-- Start READING TEXT --

Why is Everyone Talking About Spotify?

spotifyThere’s enormous buzz about Spotify, the European streaming music platform that promises to launch before the end of the year here in the US. I wish I could say I’ve tried it, but can’t unless I fly over to Europe for the weekend. Spotify is a music service that allows listeners to browse and stream songs on demand from a library of 3.5 million songs. Listeners can also build playlists, and their interface is supposed to be very intuitive and fun to use.

According to CEO Daniel Ek, Spotify aims “to provide the world’s biggest catalogue of music that’s quick, simple and fun to use.”  He says they’ll compete with Napster and Rhapsody here in the US (among others) but that only Spotify offers both an ad supported and subscription ways to enjoy the music.

Two main things about Spotify make it a good bet for success. On demand song streaming is appealing to music fans. Recent research has shown that as on demand streaming of songs increases, illegal song downloading goes down. Music fans are content to legally listen and share their music via an on demand streaming service rather than illegally download the music. Research also shows that fans would consider using an ad supported platform to get their music for free. Spotify’s platform gives music fans the chance to hear what they want when they want it, without paying for it. Legally.

-- End READING TEXT --
-- Start ENTRIES SUPPLIED --

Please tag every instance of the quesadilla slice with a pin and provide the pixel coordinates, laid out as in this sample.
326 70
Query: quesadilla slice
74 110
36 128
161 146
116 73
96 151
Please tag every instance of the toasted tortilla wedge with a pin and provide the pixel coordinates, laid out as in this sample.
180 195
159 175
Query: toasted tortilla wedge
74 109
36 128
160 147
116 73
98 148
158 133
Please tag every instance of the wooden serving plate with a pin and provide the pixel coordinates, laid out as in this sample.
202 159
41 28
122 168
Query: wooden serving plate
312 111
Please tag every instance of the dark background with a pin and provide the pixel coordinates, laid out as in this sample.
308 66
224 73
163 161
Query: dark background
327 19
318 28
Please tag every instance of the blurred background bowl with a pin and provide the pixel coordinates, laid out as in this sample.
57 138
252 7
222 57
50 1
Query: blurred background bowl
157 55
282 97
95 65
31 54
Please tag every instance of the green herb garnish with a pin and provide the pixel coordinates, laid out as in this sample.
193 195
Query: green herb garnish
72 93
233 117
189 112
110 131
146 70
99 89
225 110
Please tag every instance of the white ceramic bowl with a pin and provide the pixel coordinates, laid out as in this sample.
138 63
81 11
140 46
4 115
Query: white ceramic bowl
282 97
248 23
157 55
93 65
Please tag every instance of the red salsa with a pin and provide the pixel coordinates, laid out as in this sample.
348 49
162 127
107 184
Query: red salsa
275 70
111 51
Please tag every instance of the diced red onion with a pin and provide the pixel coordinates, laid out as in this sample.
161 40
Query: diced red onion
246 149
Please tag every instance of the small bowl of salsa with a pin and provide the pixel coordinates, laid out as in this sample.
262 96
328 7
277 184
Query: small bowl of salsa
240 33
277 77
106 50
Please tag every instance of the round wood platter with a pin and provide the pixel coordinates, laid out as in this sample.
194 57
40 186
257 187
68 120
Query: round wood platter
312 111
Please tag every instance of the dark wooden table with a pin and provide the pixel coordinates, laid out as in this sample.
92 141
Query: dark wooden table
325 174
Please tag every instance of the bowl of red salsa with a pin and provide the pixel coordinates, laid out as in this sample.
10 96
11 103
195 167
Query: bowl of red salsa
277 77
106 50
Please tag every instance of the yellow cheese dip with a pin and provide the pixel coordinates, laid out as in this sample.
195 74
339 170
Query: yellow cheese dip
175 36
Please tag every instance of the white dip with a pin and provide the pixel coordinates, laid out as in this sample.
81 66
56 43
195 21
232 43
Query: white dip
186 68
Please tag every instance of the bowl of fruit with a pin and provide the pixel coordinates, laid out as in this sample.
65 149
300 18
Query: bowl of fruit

-- End ENTRIES SUPPLIED --

SET TASKS
A: List every music service named in the article about Spotify.
B: Carry on the article about Spotify from the point where it stops.

RESPONSES FOR EACH TASK
A: Spotify, Napster, Rhapsody

B:
They’ve reportedly raised millions of dollars (pounds) in VC money, and have tied the record labels in with equity deals as well, like Imeem and MySpace Music.

Everything I’ve read mentions their nifty platform, which requires a download onto your computer. They do not yet have an iPhone app, and they have a Google Android app that has not been released.

Already valued at $242 million, Spotify will be under enormous pressure to generate both advertising revenues and premium subscriptions to appease both their VC investors as well as pay royalties to the labels. In an article in Techcrunch over the weekend, guest author Michael Robertson is skeptical that they can make it given current royalty rates.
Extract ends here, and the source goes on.